--- TASK REQUIREMENTS ---
Show, in full, each line of the data that contains "point".

--- MATERIAL PROVIDED ---
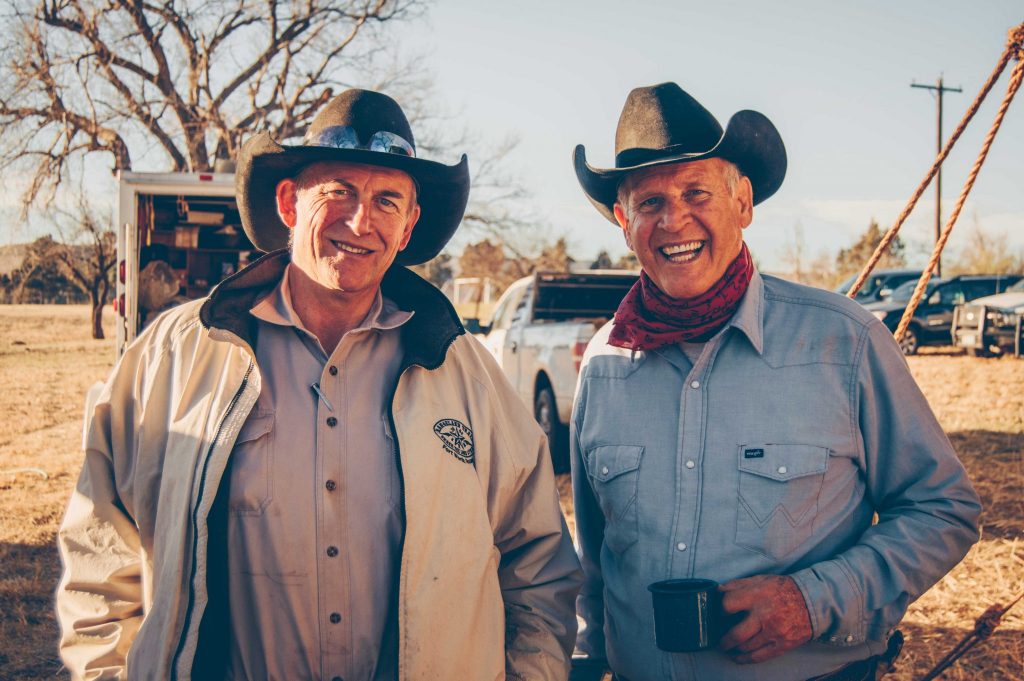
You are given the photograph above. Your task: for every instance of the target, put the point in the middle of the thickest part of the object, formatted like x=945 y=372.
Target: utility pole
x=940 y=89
---
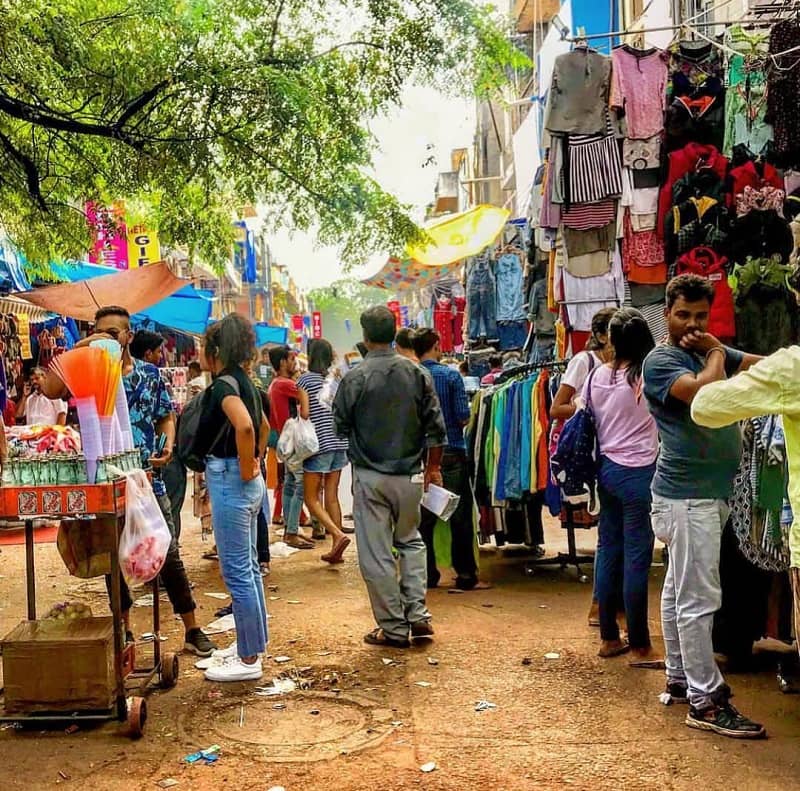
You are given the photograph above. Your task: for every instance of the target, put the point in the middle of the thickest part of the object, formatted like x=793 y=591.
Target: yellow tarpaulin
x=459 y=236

--- RESULT FOR THIS TASK ---
You are given the photograph above. Your task: for every instance of the target, put the point in the middle of the thickest part of the object, formatted like x=945 y=372.
You are given the photograph above. Your task: for every instance of the target, put the point in the middle of the thickest part of the object, formatted like x=793 y=591.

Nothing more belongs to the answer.